» **TEXT ZUM LESEN**

Das große Thema: Die Revolution 1910–1920 und ihre Institutionalisierung in den „Goldenen Dreißigern“

Der Arzt, Schriftsteller und Revolutionär Mariano Arzuela, ein später Vertreter des Costumbrismo, begründete 1911 die Gattung des Revolutionsromans.[12] Er publizierte 1915 das erste große Werk der Revolution, das den Kampf gegen Porfirio Díaz mit besonderer Betonung der viloencia, der Gewalt jener Tage beschrieb („Los de abajo“, dt.: „Die Rechtlosen“, 1992). Ebenfalls gegen Díaz stellte sich Martín Luis Guzmán, der zweimal ins Exil gehen musste und durch seine weniger schwarz-weiß zeichnenden Revolutionsbücher „El águila y la serpiente“ (1928) und „Memorias de Pancho Villa“ (1940) berühmt und spät hoch geehrt wurde. Zu den Anhängern der Revolution zählte der durch nationalistische Lyrik bekannt gewordene Dichter und Publizist Ramón López Velarde.

» **ZUR AUFGABE**
Setze den Text über die Literatur zur Revolution 1910–1920 fort, direkt im Anschluss an seinen letzten Satz.

» **DATENSATZ**
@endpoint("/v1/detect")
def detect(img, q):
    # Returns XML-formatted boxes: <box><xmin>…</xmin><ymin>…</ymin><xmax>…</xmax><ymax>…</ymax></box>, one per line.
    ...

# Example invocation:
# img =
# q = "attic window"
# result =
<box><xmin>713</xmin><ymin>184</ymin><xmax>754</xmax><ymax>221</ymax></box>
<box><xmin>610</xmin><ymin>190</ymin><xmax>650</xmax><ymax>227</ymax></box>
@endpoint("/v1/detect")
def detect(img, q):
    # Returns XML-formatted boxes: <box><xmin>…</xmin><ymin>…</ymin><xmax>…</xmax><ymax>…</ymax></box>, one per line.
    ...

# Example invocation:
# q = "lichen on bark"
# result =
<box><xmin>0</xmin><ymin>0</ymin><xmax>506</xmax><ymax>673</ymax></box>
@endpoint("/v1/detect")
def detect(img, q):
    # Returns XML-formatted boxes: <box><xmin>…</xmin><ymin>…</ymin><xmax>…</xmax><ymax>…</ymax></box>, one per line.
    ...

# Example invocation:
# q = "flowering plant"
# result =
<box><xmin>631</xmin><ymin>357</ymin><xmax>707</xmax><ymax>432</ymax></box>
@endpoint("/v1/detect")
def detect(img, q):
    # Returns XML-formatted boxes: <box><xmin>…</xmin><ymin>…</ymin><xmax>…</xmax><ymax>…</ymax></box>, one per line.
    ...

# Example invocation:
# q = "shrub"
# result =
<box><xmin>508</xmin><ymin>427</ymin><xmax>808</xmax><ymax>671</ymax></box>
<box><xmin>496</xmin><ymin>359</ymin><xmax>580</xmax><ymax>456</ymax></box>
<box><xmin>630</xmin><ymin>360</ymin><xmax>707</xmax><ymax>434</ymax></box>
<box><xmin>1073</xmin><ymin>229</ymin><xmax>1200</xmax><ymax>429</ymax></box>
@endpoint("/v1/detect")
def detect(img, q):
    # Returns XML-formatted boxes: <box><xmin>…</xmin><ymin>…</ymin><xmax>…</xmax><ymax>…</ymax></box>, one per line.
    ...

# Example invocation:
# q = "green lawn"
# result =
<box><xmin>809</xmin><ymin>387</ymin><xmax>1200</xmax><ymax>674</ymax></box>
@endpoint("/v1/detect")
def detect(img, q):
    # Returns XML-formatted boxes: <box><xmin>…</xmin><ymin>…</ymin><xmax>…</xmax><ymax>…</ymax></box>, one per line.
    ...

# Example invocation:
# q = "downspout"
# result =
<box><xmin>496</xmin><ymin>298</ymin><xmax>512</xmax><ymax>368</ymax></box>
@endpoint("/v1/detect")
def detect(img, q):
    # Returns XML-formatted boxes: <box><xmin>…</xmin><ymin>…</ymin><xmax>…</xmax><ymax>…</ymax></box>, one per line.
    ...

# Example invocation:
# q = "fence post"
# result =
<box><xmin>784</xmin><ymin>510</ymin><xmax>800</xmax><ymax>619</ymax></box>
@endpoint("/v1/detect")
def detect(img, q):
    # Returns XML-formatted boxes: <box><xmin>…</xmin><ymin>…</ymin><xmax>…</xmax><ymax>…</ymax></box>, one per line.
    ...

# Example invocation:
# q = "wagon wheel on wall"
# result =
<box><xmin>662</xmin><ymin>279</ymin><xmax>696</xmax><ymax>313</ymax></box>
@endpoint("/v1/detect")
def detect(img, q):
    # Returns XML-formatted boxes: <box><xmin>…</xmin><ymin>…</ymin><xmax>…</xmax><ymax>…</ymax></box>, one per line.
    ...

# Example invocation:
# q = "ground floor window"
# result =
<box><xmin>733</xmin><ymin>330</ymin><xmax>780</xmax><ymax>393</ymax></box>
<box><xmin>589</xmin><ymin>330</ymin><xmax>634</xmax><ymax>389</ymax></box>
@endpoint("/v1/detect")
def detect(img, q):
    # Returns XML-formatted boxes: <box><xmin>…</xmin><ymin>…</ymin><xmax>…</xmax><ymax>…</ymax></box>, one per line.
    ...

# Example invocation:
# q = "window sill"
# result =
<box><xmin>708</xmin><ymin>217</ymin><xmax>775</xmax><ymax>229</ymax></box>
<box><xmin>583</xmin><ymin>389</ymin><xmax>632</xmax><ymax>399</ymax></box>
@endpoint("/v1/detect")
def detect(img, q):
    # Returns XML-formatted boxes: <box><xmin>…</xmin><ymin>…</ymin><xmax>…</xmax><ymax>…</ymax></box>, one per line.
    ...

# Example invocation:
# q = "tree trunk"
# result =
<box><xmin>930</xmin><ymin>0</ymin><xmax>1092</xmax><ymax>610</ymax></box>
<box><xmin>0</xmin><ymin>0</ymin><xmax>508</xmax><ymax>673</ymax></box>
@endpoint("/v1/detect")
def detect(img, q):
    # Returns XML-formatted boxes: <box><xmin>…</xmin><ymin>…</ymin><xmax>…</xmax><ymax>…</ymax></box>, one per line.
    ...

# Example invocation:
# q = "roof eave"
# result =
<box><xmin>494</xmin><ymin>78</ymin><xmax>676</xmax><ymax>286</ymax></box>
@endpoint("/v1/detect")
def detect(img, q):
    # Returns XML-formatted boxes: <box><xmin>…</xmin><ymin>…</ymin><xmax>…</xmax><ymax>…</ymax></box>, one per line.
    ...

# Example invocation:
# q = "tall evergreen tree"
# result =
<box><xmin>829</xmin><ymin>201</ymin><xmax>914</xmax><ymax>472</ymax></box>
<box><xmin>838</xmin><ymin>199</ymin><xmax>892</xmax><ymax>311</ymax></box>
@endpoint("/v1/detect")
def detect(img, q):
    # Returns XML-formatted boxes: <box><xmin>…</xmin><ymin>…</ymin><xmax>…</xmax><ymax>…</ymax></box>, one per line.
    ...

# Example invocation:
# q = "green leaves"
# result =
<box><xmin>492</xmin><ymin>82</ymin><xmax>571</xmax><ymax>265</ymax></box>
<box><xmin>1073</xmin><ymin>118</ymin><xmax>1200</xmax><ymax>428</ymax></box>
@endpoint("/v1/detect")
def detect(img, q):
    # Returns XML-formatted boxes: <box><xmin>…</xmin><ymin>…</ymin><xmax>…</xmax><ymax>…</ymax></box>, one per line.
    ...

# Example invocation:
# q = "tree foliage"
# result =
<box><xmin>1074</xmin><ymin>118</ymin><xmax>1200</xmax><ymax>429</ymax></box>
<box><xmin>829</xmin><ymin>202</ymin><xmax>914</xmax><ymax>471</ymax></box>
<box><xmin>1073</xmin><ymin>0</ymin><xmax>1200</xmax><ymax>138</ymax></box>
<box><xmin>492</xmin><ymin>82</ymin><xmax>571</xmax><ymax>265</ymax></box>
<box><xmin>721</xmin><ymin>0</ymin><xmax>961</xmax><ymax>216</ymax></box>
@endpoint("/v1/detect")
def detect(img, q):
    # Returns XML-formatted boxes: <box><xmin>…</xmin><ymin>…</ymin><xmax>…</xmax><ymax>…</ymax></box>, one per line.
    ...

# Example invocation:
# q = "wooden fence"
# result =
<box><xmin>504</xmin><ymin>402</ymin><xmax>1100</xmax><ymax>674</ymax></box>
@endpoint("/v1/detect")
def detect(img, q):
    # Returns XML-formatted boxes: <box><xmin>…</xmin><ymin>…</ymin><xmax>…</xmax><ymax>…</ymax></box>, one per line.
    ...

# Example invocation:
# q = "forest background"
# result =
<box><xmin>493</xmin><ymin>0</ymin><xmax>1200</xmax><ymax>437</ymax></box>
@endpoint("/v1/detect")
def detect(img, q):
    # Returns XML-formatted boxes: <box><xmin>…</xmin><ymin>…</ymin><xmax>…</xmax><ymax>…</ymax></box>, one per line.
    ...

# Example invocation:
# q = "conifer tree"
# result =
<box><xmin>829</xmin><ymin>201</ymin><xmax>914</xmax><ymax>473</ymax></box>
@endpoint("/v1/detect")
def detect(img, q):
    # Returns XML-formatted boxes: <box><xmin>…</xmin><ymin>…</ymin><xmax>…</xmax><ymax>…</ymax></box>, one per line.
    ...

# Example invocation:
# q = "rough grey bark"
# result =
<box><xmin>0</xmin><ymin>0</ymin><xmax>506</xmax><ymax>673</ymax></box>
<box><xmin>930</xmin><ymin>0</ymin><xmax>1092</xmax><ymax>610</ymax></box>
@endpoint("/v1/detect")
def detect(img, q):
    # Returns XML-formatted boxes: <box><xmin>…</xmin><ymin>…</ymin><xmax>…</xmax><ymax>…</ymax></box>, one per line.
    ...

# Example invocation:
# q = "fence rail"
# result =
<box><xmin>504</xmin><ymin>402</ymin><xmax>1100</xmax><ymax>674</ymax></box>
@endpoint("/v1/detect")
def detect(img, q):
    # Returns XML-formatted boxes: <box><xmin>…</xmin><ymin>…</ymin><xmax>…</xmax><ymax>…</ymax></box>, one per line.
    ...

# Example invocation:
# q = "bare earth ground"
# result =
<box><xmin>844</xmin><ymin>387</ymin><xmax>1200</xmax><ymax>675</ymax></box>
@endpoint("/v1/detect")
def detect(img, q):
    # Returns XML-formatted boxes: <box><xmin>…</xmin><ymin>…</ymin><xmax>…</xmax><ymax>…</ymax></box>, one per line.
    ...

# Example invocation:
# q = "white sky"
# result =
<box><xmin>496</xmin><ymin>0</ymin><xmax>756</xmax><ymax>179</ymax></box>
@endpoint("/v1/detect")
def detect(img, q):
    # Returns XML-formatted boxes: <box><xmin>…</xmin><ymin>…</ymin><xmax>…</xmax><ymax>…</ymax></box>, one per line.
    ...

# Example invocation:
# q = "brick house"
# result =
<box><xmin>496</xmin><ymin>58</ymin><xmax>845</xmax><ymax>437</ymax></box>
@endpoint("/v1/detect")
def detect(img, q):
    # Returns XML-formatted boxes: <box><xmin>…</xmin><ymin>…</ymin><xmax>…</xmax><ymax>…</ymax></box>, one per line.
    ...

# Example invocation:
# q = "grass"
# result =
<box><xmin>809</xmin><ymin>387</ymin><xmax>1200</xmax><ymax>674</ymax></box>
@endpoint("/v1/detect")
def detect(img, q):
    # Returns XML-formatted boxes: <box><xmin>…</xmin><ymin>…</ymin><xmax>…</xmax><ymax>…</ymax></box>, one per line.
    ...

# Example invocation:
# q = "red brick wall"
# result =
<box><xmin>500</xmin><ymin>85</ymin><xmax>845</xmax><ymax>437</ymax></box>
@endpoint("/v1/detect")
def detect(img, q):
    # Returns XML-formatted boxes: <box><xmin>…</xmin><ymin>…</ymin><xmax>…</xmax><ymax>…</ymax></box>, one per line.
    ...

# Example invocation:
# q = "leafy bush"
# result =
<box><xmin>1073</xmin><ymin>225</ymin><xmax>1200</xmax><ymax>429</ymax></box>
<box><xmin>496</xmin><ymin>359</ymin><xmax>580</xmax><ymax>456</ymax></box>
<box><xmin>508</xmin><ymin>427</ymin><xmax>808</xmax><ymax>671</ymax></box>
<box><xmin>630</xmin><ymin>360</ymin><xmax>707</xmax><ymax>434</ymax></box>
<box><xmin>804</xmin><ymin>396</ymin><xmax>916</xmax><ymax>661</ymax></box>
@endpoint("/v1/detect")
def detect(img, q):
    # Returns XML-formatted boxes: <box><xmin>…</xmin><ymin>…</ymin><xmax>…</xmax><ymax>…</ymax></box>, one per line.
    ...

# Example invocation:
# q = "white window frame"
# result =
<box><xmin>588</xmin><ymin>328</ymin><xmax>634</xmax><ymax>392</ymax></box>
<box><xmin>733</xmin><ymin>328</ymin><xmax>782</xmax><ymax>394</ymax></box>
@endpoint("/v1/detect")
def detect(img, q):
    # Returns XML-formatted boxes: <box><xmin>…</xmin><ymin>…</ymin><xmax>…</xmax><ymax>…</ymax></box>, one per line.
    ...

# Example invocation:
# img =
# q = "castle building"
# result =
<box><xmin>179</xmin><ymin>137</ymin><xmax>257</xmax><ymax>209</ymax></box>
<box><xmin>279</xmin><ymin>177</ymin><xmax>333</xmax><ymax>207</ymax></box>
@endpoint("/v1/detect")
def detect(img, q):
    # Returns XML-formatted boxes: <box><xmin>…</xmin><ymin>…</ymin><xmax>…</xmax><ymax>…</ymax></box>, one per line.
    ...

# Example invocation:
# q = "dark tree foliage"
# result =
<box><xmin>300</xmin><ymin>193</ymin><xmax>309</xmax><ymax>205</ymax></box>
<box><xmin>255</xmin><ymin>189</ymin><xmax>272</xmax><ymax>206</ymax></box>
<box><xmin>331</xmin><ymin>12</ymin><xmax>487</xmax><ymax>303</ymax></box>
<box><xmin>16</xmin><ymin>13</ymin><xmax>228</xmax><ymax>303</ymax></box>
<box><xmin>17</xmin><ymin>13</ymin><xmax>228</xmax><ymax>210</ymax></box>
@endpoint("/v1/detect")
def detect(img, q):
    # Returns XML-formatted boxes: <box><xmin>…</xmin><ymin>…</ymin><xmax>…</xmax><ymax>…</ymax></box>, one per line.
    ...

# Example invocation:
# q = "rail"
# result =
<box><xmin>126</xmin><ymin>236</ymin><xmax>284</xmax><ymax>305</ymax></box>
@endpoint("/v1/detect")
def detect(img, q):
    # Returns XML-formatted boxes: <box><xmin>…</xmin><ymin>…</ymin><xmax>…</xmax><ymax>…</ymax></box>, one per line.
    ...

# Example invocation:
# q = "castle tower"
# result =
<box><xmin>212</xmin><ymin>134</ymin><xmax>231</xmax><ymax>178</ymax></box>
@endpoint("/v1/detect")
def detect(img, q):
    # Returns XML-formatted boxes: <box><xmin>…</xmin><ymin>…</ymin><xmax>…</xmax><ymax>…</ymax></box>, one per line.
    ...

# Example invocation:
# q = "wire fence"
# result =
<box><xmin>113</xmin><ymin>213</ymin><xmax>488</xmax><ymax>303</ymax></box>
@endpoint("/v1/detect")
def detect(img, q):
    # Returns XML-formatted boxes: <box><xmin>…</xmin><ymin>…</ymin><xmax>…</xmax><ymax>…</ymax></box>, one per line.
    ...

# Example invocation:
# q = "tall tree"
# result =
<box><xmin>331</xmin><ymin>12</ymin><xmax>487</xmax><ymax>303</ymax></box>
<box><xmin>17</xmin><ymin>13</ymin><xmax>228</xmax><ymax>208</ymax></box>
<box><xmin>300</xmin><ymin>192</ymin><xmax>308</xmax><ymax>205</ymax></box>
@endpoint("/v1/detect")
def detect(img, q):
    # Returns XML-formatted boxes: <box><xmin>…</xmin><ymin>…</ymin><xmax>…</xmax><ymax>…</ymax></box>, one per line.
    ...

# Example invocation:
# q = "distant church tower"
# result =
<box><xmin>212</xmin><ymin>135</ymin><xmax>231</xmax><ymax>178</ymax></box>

» **DEINE ANTWORT**
Hingegen gingen der von einer Japanreise beeindruckte Lyriker José Juan Tablada, der die Form des Haiku in der spanischsprachigen Welt bekannt machte und zum Bildgedicht weiterentwickelte, und der durch den Surrealismus, Goethe und die Philosophie José Ortega y Gassets beeinflusste Lyriker und Essayist Alfonso Reyes („La cena“, 1917), ein Mitbegründer der Gruppe „Ateneo de la Juventud“, als Gegner der Revolution ins Exil und kehrten erst 1935 bzw. 1927 zurück.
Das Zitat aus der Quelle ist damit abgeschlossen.